Items from a data source:
◇ ◇ ◇ ◇
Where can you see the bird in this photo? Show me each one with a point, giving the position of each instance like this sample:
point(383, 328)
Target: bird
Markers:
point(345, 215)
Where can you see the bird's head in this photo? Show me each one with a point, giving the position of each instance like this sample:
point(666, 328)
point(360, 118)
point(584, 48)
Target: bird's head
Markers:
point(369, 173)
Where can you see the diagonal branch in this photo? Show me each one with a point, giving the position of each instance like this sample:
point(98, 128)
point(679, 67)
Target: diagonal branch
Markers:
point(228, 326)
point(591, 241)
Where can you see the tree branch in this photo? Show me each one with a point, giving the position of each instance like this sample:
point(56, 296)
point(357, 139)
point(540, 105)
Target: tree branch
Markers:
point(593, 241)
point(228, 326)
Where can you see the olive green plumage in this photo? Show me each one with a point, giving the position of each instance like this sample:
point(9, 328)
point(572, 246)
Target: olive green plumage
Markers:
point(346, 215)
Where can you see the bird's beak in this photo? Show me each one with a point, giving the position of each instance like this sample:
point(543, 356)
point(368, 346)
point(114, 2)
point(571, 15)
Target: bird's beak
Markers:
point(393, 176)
◇ ◇ ◇ ◇
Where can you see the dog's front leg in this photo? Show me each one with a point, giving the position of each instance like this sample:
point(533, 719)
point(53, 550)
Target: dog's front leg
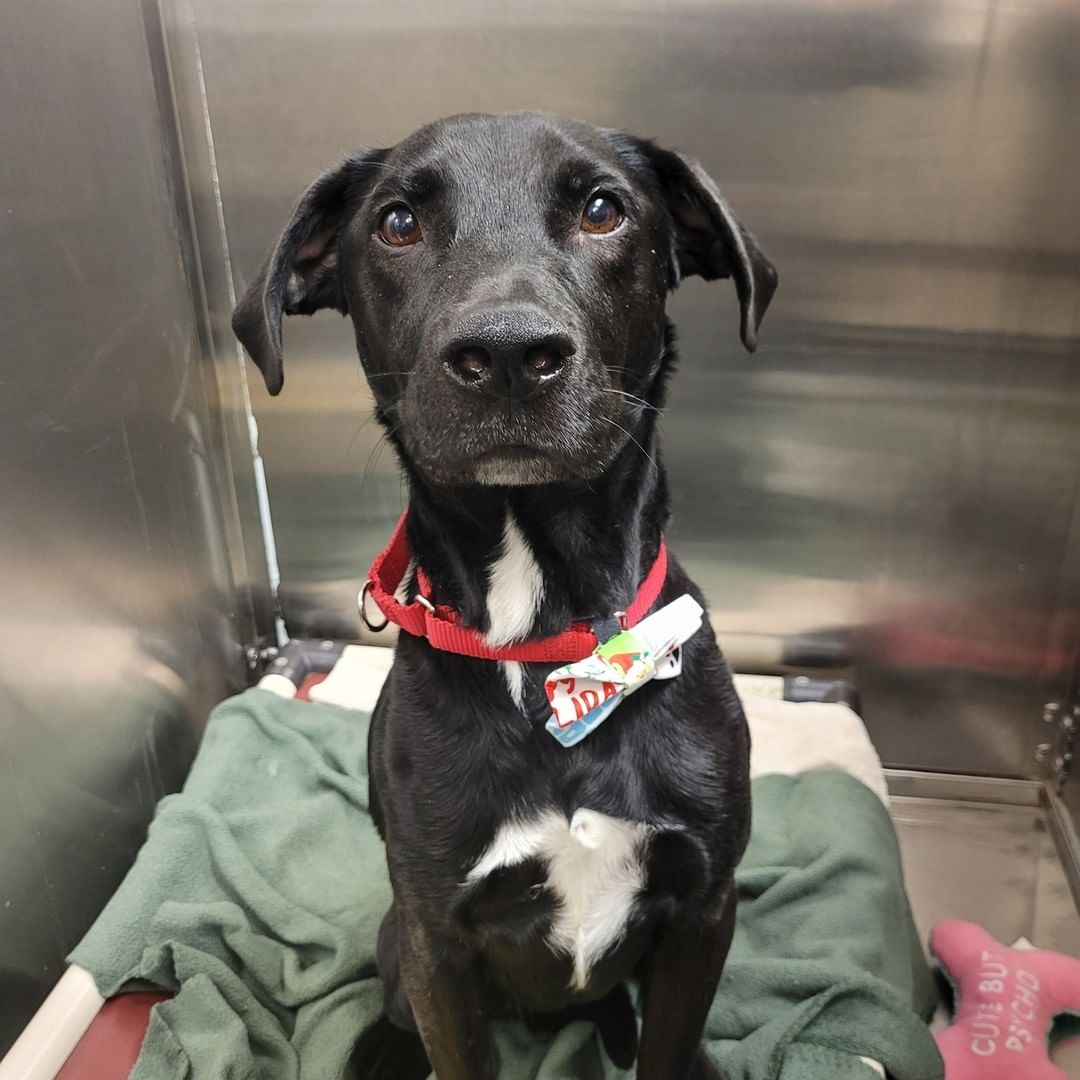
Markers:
◇ ◇ ◇ ◇
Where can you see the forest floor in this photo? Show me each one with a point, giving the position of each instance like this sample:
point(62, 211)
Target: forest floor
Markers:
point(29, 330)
◇ ◇ ◇ ◇
- [Stated goal]: Retype the records above word for word, from the line containing "Where can you see the bird in" through the line containing "point(393, 176)", including both of those lines.

- [Final result]:
Where can you see the bird in this photo? Show me each one with a point, giving the position of each instance like this sample:
point(383, 328)
Target: bird
Markers:
point(345, 215)
Where can you see the bird's head in this photo? Show me each one with a point, giving the position of each instance like this sample:
point(666, 328)
point(360, 118)
point(584, 48)
Target: bird's head
Markers:
point(369, 173)
Where can you see the diagonal branch in this photo? Show me each one with a point, giving the position of each instance like this sample:
point(98, 128)
point(679, 67)
Target: diagonal branch
Markers:
point(228, 326)
point(591, 241)
Where can you see the tree branch in this photo? Show me each one with a point, giving the position of each instance like this sample:
point(56, 296)
point(357, 139)
point(540, 105)
Target: tree branch
Markers:
point(593, 241)
point(228, 326)
Where can you see the olive green plumage in this photo? Show me each one with a point, giving the position of each instance like this sample:
point(9, 328)
point(572, 246)
Target: olive green plumage
Markers:
point(346, 215)
Where can you see the bird's beak in this photo? Show me each one with a point, giving the position of each instance like this sample:
point(543, 356)
point(368, 346)
point(114, 2)
point(571, 15)
Target: bird's beak
Markers:
point(393, 176)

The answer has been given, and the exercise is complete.